**What you need to do**: Copy exactly, and only, the lines from the one containing "Where can the woven" through the last line of the records below.

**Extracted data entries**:

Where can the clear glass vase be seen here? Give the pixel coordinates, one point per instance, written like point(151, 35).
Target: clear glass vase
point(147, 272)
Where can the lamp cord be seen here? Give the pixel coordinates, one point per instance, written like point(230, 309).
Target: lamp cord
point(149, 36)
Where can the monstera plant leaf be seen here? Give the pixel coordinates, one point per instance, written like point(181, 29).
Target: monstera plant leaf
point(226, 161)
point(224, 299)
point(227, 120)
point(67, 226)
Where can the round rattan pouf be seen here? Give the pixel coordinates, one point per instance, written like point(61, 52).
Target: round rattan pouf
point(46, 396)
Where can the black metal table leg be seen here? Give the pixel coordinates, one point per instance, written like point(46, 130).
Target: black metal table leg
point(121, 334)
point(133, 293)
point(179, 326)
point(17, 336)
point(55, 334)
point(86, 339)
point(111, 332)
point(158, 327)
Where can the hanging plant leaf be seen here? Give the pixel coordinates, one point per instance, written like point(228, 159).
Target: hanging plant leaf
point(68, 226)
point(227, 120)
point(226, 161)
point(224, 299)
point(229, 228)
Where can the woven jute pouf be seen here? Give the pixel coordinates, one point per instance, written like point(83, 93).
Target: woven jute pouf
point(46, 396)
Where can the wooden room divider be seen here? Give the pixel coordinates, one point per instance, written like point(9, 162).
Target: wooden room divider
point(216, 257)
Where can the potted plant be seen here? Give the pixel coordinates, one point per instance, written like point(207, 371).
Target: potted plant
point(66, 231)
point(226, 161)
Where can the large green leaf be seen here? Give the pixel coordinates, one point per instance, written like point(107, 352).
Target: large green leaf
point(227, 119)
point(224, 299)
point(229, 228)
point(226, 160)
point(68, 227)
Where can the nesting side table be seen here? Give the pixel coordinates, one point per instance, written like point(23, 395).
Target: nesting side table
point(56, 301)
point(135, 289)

**Answer section**:
Where can the woven jute pouf be seen here? Give the pixel coordinates, one point per instance, written like point(83, 93).
Target: woven jute pouf
point(46, 396)
Where can the wooden room divider be seen here? Give the pixel coordinates, one point per instance, written like point(9, 162).
Target: wooden room divider
point(216, 257)
Where can the potted plant be seen here? Give the pixel coordinates, one point per instance, written like point(207, 371).
Target: potted plant
point(66, 231)
point(226, 161)
Where can the large green leaf be seen here? Give the pixel coordinates, one point per instance, written like point(107, 352).
Target: large green leaf
point(227, 119)
point(224, 299)
point(229, 228)
point(226, 160)
point(68, 227)
Where can the nesting side table be seen here? Give the pixel coordinates, one point per instance, written like point(23, 395).
Target: nesting side table
point(56, 301)
point(135, 289)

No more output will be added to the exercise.